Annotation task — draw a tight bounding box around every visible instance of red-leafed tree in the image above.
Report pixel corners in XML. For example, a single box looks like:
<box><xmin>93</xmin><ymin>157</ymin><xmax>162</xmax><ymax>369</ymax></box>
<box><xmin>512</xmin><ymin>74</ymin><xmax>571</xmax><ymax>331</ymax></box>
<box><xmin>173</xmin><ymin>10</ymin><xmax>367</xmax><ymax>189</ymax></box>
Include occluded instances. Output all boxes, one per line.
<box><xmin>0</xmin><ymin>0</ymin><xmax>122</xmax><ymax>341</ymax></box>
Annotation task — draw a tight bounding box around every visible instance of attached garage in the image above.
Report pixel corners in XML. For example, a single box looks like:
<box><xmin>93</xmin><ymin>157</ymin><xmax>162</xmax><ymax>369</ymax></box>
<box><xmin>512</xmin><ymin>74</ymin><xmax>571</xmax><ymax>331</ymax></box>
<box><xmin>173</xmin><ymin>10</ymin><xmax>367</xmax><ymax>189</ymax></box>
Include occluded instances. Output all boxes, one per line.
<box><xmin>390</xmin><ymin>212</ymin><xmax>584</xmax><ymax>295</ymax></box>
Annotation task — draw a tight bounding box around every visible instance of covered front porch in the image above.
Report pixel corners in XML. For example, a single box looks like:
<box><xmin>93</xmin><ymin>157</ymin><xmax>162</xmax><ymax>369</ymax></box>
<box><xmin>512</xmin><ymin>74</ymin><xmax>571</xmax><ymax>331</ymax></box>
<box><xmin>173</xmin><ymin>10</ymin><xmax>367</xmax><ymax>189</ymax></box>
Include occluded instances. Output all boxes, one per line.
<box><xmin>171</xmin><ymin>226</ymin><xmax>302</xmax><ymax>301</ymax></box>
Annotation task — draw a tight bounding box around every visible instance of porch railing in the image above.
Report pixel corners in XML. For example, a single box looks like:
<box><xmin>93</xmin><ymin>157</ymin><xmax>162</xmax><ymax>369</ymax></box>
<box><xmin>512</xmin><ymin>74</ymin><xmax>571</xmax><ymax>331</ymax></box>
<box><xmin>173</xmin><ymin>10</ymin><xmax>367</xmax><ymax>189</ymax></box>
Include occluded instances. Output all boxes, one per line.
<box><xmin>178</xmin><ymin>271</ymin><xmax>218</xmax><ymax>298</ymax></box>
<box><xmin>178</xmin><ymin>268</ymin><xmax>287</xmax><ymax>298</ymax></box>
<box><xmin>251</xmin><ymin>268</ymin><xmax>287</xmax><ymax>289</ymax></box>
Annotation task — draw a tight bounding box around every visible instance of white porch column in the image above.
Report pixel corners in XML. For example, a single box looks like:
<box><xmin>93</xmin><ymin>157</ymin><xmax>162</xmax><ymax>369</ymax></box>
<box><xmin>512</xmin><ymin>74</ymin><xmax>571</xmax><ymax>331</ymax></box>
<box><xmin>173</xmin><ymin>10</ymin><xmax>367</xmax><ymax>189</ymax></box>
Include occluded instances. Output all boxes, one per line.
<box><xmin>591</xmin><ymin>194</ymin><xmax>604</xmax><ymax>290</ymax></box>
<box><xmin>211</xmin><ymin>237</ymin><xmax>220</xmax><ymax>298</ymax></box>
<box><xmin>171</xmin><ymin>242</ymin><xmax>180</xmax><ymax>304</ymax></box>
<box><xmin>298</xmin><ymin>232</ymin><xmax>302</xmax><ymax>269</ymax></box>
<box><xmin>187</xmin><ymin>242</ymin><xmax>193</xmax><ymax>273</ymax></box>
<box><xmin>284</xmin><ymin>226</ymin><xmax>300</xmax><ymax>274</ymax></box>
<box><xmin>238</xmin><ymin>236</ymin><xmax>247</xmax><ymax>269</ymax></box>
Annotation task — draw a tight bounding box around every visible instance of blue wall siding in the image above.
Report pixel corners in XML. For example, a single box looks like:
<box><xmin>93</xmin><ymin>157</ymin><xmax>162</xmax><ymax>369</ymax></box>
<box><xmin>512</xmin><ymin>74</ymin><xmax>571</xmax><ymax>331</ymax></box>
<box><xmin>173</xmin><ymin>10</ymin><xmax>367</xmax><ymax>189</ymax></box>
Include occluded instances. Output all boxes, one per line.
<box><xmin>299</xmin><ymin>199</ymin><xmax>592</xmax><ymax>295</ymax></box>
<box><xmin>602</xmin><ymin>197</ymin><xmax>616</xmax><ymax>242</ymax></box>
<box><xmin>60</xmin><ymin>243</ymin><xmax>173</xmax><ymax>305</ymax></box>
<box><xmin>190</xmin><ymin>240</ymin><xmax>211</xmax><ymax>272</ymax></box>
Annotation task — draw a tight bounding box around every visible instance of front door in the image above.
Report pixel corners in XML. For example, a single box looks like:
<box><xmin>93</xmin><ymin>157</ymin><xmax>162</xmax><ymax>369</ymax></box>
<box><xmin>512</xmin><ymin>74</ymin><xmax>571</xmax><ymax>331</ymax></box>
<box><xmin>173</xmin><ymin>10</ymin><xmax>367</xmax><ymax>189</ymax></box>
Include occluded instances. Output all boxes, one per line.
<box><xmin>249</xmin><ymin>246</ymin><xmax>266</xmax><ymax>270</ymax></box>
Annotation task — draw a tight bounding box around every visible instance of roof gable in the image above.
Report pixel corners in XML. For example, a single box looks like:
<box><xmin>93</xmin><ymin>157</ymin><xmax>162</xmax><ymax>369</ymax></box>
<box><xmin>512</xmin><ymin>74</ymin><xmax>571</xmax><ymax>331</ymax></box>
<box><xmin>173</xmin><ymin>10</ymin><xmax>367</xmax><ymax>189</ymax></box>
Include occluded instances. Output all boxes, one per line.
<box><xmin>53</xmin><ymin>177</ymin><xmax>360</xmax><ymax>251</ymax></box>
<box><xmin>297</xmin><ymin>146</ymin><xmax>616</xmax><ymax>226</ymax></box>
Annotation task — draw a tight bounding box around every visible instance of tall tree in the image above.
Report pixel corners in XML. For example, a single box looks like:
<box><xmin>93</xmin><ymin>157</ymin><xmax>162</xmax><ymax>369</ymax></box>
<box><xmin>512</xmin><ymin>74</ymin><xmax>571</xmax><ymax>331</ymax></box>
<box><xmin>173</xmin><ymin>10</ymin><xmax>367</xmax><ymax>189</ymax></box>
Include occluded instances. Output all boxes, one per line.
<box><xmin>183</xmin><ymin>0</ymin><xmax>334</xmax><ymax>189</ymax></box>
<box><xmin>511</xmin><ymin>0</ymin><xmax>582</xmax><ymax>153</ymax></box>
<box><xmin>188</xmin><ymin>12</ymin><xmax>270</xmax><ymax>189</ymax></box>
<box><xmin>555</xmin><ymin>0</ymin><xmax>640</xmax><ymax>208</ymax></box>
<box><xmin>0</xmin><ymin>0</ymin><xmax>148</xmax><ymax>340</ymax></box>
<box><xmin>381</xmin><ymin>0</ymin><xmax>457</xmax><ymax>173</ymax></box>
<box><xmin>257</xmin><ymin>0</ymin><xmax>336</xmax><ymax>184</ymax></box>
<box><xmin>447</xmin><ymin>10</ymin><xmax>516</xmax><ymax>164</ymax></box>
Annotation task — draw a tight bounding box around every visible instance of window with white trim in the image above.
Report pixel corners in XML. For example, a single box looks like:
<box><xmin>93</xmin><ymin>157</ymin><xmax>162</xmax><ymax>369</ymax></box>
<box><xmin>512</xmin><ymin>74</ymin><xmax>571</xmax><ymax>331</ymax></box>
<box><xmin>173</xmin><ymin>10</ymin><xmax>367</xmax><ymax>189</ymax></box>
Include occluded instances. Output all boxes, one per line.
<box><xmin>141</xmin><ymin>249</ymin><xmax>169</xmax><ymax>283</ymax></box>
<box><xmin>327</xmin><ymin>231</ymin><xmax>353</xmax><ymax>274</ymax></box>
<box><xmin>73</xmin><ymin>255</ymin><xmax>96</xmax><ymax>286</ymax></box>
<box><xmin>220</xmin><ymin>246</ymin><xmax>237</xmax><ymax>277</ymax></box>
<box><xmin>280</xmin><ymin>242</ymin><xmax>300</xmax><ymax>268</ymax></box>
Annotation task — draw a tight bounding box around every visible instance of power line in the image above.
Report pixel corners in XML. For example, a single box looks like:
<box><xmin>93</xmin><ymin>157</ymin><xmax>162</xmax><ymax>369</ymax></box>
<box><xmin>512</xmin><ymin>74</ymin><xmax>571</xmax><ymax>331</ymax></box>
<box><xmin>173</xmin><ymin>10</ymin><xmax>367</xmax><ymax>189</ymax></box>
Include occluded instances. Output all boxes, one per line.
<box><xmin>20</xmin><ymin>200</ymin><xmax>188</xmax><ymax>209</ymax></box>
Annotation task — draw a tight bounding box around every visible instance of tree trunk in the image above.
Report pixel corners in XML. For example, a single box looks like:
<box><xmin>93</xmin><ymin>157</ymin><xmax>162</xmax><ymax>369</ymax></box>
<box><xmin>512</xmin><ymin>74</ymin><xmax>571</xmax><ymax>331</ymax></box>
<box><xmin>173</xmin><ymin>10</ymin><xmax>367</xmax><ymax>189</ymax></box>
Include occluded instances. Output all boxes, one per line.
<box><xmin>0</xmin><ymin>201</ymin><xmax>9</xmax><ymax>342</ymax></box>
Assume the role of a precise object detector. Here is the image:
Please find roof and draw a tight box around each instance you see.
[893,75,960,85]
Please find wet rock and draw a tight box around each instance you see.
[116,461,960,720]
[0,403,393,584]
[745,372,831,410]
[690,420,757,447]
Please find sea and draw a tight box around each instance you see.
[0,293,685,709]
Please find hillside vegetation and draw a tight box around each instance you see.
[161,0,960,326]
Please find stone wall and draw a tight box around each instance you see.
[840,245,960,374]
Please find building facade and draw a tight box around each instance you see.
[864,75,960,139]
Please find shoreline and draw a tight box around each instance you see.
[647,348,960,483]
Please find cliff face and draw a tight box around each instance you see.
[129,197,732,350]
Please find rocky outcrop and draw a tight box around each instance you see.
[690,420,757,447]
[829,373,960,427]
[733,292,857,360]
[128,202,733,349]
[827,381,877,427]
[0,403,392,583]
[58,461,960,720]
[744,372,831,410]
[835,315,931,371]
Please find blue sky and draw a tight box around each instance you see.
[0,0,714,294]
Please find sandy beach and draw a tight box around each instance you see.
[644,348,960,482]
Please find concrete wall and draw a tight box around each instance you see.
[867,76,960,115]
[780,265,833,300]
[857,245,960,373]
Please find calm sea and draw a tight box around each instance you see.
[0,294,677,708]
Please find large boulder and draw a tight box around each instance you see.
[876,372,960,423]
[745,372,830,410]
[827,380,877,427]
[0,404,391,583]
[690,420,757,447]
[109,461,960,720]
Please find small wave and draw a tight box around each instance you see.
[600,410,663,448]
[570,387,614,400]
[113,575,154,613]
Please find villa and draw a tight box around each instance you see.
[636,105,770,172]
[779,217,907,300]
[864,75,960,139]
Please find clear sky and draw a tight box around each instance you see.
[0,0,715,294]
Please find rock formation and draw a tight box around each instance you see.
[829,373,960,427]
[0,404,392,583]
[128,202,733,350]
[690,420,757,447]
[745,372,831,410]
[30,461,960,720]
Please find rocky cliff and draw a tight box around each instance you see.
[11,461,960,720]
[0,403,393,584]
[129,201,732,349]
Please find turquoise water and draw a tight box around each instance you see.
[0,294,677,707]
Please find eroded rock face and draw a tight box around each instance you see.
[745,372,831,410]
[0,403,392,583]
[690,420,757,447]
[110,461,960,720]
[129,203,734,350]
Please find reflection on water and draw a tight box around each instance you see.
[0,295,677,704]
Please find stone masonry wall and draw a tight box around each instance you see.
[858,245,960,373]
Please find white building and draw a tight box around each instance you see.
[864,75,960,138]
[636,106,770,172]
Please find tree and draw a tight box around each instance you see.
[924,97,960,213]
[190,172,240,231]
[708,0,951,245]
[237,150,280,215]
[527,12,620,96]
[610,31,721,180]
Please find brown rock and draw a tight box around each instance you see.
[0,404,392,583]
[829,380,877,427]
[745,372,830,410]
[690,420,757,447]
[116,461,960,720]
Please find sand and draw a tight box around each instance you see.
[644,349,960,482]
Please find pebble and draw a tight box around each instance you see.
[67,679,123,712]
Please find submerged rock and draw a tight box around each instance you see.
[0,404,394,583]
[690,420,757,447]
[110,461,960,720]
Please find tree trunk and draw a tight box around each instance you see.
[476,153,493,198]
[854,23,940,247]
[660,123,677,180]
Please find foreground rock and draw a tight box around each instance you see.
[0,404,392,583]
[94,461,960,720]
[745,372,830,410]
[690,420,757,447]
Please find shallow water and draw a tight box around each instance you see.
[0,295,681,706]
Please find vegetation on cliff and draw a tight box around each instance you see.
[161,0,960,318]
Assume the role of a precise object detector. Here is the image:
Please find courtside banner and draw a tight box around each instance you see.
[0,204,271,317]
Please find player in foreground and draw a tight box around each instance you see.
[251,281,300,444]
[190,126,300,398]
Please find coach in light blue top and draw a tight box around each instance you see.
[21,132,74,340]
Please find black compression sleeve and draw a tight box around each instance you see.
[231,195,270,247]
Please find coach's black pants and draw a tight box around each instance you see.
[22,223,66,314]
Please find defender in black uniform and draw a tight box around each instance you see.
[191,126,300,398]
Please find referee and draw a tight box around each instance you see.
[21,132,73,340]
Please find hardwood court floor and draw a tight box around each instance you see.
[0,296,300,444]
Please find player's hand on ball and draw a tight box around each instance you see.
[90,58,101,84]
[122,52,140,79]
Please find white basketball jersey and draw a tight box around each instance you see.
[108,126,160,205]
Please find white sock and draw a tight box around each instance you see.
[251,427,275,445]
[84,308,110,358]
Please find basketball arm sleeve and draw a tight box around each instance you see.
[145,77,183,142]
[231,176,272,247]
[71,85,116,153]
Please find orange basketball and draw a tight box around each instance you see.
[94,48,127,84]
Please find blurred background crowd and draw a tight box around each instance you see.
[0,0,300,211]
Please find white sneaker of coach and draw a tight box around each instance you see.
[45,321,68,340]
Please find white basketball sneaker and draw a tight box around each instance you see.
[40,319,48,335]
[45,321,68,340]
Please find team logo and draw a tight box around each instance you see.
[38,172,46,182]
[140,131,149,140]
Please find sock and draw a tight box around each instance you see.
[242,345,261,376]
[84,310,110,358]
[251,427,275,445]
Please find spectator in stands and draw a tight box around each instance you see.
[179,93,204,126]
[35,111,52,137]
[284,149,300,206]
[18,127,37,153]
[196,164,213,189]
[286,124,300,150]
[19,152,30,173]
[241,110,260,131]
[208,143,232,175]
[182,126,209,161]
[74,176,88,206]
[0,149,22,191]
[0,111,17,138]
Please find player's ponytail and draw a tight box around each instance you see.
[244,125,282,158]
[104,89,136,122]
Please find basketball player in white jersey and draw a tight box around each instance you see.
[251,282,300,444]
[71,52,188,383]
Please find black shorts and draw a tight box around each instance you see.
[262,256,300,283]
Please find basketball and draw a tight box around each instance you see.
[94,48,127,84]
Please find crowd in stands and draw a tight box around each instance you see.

-*-

WHAT IS ASKED. Output as a JSON list of strings the lines of the material between the line containing "Please find reflection" and the line containing "[858,245,960,373]", inclusive, one string per line, leaving out blank lines.

WRITTEN ANSWER.
[
  "Please find reflection on water and draw a tight box around each instance you see.",
  "[0,295,677,704]",
  "Please find stone masonry wall and draw a tight box around each instance you see.",
  "[858,245,960,373]"
]